◆ GIVEN DATA

■ ■ ■

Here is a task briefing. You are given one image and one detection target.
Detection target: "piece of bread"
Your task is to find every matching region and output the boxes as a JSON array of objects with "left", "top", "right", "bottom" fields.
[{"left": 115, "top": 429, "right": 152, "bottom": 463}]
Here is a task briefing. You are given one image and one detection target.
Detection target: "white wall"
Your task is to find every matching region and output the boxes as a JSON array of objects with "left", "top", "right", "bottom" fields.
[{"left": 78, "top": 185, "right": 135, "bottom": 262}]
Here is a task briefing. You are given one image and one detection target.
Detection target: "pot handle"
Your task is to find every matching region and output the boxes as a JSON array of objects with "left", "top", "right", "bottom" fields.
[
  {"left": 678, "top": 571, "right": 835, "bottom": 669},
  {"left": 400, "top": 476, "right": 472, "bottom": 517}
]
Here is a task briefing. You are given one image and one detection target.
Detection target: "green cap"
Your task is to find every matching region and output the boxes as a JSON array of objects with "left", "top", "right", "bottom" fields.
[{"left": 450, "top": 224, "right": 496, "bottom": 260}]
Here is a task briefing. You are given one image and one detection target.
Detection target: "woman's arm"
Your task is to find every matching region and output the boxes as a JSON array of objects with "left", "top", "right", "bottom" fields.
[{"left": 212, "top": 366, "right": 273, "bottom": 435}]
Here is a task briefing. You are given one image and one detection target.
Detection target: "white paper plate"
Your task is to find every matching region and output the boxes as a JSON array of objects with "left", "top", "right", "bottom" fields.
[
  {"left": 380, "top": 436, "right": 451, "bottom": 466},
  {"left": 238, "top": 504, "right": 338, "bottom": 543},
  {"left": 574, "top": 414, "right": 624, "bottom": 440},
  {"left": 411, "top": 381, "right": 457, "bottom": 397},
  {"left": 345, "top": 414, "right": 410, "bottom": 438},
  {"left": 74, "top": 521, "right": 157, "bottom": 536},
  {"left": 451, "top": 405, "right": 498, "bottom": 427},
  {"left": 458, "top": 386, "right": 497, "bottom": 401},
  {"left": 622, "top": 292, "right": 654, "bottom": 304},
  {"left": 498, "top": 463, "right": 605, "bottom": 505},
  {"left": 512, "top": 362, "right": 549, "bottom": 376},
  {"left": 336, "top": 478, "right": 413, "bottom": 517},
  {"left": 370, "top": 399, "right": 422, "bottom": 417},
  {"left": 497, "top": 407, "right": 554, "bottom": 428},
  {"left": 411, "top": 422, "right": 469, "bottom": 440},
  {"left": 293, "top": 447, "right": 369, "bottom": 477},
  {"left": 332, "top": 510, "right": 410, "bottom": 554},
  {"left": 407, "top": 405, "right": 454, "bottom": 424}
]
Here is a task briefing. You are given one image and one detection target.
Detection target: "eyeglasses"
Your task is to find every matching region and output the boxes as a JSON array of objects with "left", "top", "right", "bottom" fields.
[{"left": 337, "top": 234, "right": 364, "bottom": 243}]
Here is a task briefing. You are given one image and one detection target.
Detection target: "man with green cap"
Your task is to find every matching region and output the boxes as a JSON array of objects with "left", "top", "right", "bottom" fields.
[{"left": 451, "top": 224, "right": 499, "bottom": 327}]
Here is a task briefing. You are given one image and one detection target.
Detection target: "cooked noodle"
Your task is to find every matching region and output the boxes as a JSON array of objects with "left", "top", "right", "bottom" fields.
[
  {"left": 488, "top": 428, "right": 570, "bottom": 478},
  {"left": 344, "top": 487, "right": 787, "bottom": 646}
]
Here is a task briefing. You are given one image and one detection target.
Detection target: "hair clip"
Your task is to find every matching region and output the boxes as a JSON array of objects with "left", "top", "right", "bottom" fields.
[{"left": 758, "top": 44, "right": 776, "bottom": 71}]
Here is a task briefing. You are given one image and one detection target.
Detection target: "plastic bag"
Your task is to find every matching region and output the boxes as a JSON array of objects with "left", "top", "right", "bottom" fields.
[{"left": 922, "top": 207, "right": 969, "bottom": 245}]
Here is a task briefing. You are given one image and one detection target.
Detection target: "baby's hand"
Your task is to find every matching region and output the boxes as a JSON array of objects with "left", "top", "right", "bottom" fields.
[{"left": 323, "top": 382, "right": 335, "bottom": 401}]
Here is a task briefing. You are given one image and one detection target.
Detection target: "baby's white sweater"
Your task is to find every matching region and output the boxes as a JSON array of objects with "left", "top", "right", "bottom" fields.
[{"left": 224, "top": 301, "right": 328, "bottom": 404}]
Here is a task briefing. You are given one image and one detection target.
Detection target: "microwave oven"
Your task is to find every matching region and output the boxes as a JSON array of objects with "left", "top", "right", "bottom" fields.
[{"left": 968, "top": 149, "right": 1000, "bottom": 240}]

■ ■ ■

◆ TASK DIRECTIONS
What is needed is a verbatim copy of the data, complete from first line to last.

◆ SOLUTION TO THE PROBLEM
Here is a task briefing. You are given one image and one detection target.
Detection target: "piece of bread"
Your task is to find every matching region and output the boxes as a JSON array of objects with "left", "top", "right", "bottom" fields.
[{"left": 115, "top": 429, "right": 152, "bottom": 463}]
Here is a task briefing. You are given one image and one detection target.
Detection target: "white wall"
Your task is to find every matching region and output the boxes as a JSON array of objects with "left", "top", "right", "bottom" fields.
[{"left": 78, "top": 185, "right": 135, "bottom": 262}]
Here is a task briefing. You are given one image and one detection target.
Detection target: "pot handle"
Your task is to find every matching region and output the boxes as a JSON array of objects with "left", "top", "right", "bottom" fields.
[
  {"left": 678, "top": 571, "right": 835, "bottom": 669},
  {"left": 400, "top": 476, "right": 472, "bottom": 517}
]
Here is a task briefing. You are given one image and one detection target.
Detection target: "green cap"
Your task is to find every matching region and output the boxes as a JSON array of objects with "left", "top", "right", "bottom" fields.
[{"left": 450, "top": 224, "right": 496, "bottom": 260}]
Here is a task briefing. You are given one image and one detection target.
Detection target: "woman's arm"
Your task is to find every matching region and output the boxes as a JSON array of objects with "left", "top", "right", "bottom" fields.
[{"left": 212, "top": 366, "right": 273, "bottom": 435}]
Here is a task briefing. You are given one image and one detection target.
Detection target: "white paper plate"
Your task is to find every matching region and output the boxes as a JSON array of objects with "left", "top", "right", "bottom" fields.
[
  {"left": 380, "top": 436, "right": 451, "bottom": 466},
  {"left": 238, "top": 504, "right": 338, "bottom": 543},
  {"left": 574, "top": 414, "right": 624, "bottom": 440},
  {"left": 411, "top": 381, "right": 457, "bottom": 397},
  {"left": 345, "top": 414, "right": 410, "bottom": 438},
  {"left": 74, "top": 521, "right": 157, "bottom": 536},
  {"left": 451, "top": 405, "right": 498, "bottom": 427},
  {"left": 458, "top": 386, "right": 497, "bottom": 401},
  {"left": 622, "top": 292, "right": 654, "bottom": 304},
  {"left": 498, "top": 463, "right": 605, "bottom": 505},
  {"left": 512, "top": 362, "right": 549, "bottom": 376},
  {"left": 336, "top": 478, "right": 413, "bottom": 517},
  {"left": 370, "top": 399, "right": 422, "bottom": 417},
  {"left": 497, "top": 407, "right": 554, "bottom": 428},
  {"left": 411, "top": 422, "right": 469, "bottom": 440},
  {"left": 293, "top": 447, "right": 369, "bottom": 477},
  {"left": 332, "top": 510, "right": 410, "bottom": 554},
  {"left": 407, "top": 405, "right": 454, "bottom": 424}
]
Here is a task briefing. You are given one image and one detection target.
Detection target: "eyeglasses"
Your task is to find every matching region and output the boxes as a JSON array of objects with "left", "top", "right", "bottom" fields.
[{"left": 337, "top": 234, "right": 364, "bottom": 243}]
Here is a task briefing. You are given one image and one detection target.
Detection target: "man with green cap"
Your task is to find every matching region and output the boxes as a JSON array of objects with "left", "top", "right", "bottom" fields.
[{"left": 451, "top": 224, "right": 499, "bottom": 327}]
Here is a task briefing. You are given one image and one detection target.
Detection target: "cooked noodle"
Your task is to find every matching region and output the boxes as a JSON array of objects with "left", "top", "right", "bottom" fields.
[
  {"left": 488, "top": 428, "right": 570, "bottom": 478},
  {"left": 344, "top": 487, "right": 787, "bottom": 646}
]
Here is a task briefing. You are given one image and one detection target.
Detection target: "hair clip"
Your task is to find every matching region and output the boxes as a JSON array of objects with "left", "top", "right", "bottom" fields.
[{"left": 758, "top": 44, "right": 776, "bottom": 71}]
Here is a task briefing. You are given one image and one detection target.
Detection target: "plastic bag"
Your task is to find every matching region and output the boxes as a JSON array of objects with "left", "top", "right", "bottom" fields.
[{"left": 922, "top": 207, "right": 969, "bottom": 245}]
Here is a task briefing. You are given one image and one detection target.
Detection target: "baby's hand"
Your task is to find every matching region and output the boxes as a JSON array of objects with "left", "top", "right", "bottom" fields.
[{"left": 323, "top": 382, "right": 335, "bottom": 401}]
Here is a task briefing. You are given one image and one detection target.
Detection target: "baby's white sweater"
Your task is to find every matching region and output the boxes as a JSON array of objects with "left", "top", "right", "bottom" fields.
[{"left": 224, "top": 301, "right": 328, "bottom": 404}]
Here is a task briefing. You are given one image and one detection target.
Detection target: "microwave oven"
Your task is to find every matching region and output the boxes as a JSON array of objects with "left", "top", "right", "bottom" fields.
[{"left": 968, "top": 149, "right": 1000, "bottom": 240}]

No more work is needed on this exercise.